Mad magazine is still hanging on. In April, it launched a reboot, jokingly calling it its “first issue.”
But in terms of cultural resonance and mass popularity, it’s largely lost its clout.
At its apex in the early 1970s, Mad’s circulation surpassed 2 million. As of 2017, it was 140,000.
As strange as it sounds, I believe the “usual gang of idiots” that produced Mad was performing a vital public service, teaching American adolescents that they shouldn’t believe everything they read in their textbooks or saw on TV.
Mad preached subversion and unadulterated truth-telling when so-called objective journalism remained deferential to authority. While newscasters regularly parroted questionable government claims, Mad was calling politicians liars when they lied. Long before responsible organs of public opinion such as the New York Times and “CBS Evening News” discovered the credibility gap, Mad told its readers all about it. The periodical’s skeptical approach to advertisers and authority figures helped raise a less credulous and more critical generation in the 1960s and 1970s.
Today’s media environment differs considerably from the era in which Mad flourished. But it could be argued that consumers are dealing with many of the same issues, from devious advertising to mendacious propaganda.
While Mad’s satiric legacy endures, the question of whether its educational ethos — its implicit media literacy efforts — remains part of our youth culture is less clear.
In my research on media, broadcasting and advertising history, I’ve noted the cyclical nature of media panics and media reform movements throughout American history.

## PROVIDED INFORMATION:
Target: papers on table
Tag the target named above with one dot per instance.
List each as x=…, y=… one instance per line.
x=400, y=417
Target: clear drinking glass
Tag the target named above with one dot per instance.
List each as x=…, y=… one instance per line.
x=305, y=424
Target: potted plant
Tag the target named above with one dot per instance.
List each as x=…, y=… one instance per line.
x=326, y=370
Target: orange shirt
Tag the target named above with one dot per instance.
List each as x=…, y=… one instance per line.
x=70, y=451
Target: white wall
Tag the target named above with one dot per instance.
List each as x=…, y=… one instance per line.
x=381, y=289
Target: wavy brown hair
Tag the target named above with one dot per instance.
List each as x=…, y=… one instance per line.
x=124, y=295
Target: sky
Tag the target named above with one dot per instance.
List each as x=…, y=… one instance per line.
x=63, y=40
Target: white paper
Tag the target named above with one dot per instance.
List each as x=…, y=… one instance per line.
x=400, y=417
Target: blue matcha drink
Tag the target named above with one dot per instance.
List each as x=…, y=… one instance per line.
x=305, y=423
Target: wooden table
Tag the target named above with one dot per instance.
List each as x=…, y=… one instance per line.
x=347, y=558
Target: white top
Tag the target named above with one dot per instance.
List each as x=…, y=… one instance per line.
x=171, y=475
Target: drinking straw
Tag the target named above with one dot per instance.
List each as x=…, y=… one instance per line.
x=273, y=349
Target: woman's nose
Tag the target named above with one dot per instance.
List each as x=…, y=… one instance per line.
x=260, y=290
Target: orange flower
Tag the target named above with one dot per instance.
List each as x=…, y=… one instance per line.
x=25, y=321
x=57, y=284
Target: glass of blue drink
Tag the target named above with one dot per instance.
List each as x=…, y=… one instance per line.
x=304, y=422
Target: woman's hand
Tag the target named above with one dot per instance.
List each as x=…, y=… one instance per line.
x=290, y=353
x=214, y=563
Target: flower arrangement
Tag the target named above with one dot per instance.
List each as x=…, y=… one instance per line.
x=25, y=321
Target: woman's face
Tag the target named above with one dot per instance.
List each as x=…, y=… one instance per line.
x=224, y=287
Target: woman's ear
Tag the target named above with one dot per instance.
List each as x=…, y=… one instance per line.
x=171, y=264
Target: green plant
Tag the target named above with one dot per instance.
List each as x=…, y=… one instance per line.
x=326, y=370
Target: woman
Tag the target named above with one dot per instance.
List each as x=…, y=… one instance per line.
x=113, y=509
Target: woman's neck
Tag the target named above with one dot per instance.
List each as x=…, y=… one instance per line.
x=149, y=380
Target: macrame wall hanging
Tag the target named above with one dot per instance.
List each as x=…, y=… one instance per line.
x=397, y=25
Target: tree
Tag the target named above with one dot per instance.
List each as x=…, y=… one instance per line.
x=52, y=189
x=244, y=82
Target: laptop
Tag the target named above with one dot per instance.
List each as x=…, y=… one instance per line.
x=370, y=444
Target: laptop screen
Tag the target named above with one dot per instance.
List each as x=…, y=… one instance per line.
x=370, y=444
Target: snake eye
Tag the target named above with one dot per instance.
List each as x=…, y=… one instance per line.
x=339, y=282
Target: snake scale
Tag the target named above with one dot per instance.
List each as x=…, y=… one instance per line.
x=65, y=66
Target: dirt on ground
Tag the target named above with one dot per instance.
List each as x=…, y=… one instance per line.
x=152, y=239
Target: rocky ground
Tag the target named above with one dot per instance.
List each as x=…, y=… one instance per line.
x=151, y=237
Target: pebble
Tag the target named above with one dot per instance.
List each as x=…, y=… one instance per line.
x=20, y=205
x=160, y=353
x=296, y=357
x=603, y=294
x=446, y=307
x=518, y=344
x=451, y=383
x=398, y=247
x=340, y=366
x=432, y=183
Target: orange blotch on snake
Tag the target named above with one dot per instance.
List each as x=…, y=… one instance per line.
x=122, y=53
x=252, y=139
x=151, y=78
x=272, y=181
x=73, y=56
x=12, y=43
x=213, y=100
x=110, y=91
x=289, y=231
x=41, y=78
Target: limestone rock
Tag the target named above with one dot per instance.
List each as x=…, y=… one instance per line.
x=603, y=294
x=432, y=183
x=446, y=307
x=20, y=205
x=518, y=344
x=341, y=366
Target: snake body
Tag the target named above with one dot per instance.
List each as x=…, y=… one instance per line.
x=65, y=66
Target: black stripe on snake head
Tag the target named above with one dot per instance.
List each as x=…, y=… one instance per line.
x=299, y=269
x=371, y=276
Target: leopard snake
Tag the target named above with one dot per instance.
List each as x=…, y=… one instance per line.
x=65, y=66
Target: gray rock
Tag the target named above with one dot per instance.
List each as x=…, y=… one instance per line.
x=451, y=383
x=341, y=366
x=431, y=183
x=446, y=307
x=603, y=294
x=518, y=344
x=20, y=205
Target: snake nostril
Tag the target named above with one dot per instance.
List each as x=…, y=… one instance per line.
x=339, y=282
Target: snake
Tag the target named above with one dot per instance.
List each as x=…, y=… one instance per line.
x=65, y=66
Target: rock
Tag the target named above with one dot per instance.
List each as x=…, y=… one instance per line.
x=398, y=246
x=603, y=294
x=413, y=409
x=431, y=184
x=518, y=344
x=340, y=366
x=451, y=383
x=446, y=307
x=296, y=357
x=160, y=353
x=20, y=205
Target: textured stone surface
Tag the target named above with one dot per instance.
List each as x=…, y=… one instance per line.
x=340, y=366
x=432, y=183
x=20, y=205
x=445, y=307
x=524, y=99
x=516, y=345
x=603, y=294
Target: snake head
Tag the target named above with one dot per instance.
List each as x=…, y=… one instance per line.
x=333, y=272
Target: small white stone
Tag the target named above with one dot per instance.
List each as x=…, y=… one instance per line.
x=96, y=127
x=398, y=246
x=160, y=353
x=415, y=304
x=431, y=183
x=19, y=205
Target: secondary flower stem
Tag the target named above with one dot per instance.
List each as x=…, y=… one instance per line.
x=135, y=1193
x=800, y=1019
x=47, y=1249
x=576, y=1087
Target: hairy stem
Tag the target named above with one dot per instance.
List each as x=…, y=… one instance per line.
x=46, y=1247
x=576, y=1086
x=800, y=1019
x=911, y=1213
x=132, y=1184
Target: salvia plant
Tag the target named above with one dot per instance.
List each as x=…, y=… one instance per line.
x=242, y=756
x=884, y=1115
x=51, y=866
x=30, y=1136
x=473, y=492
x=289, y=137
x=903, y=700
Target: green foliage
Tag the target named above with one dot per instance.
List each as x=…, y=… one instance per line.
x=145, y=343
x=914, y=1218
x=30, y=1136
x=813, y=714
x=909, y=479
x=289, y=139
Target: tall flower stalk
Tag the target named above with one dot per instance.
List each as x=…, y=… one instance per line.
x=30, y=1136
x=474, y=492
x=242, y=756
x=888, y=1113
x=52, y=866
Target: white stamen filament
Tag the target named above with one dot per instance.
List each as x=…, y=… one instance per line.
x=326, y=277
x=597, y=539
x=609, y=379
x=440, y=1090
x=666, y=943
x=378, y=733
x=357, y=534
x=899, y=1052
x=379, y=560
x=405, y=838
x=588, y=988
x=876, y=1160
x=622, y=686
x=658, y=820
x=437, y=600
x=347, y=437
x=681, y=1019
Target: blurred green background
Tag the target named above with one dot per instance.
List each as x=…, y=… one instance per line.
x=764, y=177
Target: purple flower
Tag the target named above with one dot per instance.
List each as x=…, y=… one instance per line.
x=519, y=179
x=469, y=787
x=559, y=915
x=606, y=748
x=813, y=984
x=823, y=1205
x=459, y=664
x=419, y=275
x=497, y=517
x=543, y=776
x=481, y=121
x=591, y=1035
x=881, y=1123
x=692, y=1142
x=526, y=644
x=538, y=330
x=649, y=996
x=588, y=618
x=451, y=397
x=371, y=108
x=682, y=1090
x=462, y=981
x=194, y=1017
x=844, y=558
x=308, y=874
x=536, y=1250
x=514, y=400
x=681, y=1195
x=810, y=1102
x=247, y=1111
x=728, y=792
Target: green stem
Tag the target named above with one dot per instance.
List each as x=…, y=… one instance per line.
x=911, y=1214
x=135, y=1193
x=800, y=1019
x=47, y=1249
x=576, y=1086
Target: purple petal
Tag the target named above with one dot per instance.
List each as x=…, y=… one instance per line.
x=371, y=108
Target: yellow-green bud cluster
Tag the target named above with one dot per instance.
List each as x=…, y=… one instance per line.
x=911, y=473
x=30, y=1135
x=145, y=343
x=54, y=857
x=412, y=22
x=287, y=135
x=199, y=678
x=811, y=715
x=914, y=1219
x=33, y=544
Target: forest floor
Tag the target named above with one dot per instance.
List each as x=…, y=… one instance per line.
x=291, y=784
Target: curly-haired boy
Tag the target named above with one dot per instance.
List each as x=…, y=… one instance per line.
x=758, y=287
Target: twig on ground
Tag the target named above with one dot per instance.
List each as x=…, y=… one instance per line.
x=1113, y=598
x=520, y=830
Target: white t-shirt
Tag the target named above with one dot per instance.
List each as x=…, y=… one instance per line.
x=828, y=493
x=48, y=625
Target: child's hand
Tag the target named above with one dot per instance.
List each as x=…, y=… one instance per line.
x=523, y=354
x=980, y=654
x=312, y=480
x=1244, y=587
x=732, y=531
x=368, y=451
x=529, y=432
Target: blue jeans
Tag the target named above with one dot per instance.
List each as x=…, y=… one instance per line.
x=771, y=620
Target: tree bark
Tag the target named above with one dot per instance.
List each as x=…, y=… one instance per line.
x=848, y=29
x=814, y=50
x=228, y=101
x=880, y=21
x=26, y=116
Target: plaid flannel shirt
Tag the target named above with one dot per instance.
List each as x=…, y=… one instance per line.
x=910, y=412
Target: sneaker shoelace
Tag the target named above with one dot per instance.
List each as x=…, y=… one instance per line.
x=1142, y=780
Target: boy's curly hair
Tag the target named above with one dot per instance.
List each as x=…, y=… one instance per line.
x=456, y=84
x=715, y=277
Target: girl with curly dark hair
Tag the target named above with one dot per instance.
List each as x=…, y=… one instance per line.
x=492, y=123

## DIRECTIONS:
**1)** Edit the rows, everything from the first one down to the line containing "x=273, y=349", replacing "dot" with "marker" and leaving all else unchanged.
**2)** Proceed with the Mad magazine article from where it stops.
The Mad magazine article and the rows have nothing to do with each other.

## RESPONSES IN ORDER:
**1)**
Target: papers on table
Tag the target named above with one marker per instance.
List each as x=…, y=… one instance per line.
x=400, y=417
Target: clear drinking glass
Tag the target named above with one marker per instance.
List each as x=…, y=… one instance per line.
x=305, y=424
Target: potted plant
Tag the target named above with one marker per instance.
List each as x=…, y=… one instance per line.
x=326, y=370
Target: orange shirt
Tag the target named above with one marker per instance.
List each as x=…, y=… one instance per line.
x=70, y=451
Target: white wall
Tag the target named above with one marker per instance.
List each as x=…, y=… one instance per line.
x=381, y=289
Target: wavy brown hair
Tag the target named above with one marker per instance.
List each as x=…, y=… one instance per line.
x=124, y=295
Target: sky
Tag the target named above with one marker per instance.
List each as x=…, y=… one instance per line.
x=63, y=40
Target: white paper
Tag the target named above with one marker per instance.
List each as x=…, y=… one instance per line.
x=400, y=417
Target: blue matcha drink
Tag the target named above with one marker per instance.
List each as x=…, y=… one instance per line.
x=305, y=423
Target: wooden table
Tag the target named above with one marker per instance.
List each as x=…, y=… one instance per line.
x=347, y=558
Target: white top
Tag the target named above with one marker per instance.
List each as x=…, y=… one instance per line.
x=171, y=475
Target: drinking straw
Tag the target named above with one marker per instance.
List each as x=…, y=… one instance per line.
x=273, y=349

**2)**
The pattern goes something like this: A new medium gains popularity. Chagrined politicians and outraged citizens demand new restraints, claiming that opportunists are too easily able to exploit its persuasive power and dupe consumers, rendering their critical faculties useless. But the outrage is overblown. Eventually, audience members become more savvy and educated, rendering such criticism quaint and anachronistic.
During the penny press era of the 1830s, periodicals often fabricated sensational stories such as the “Great Moon Hoax” to sell more copies. For a while, it worked, until accurate reporting became more valuable to readers.
When radios became more prevalent in the 1930s, Orson Welles perpetrated a similar extraterrestrial hoax with his infamous “War of the Worlds” program. This broadcast didn’t actually cause widespread fear of an alien invasion among listeners, as some have claimed. But it did spark a national conversation about radio’s power and audience gullibility.
Aside from the penny newspapers and radio, we’ve witnessed moral panics about dime novels, muckraking magazines, telephones, comic books, television, the VCR and now the Internet. Just as Congress went after Orson Welles, we see Mark Zuckerberg testifying about Facebook’s facilitation of Russian bots.
But there’s another theme in the country’s media history that’s often overlooked. In response to each new medium’s persuasive power, a healthy popular response ridiculing the rubes falling for the spectacle has arisen.
For example, in “The Adventures of Huckleberry Finn,” Mark Twain gave us the duke and the dauphin, two con artists traveling from town to town exploiting ignorance with ridiculous theatrical performances and fabricated tall tales.
They were proto-purveyors of fake news, and Twain, the former journalist, knew all about selling bunkum. His classic short story “Journalism in Tennessee” excoriates crackpot editors and the ridiculous fiction often published as fact in American newspapers.
Then there’s the great P.T. Barnum, who ripped people off in marvelously inventive ways.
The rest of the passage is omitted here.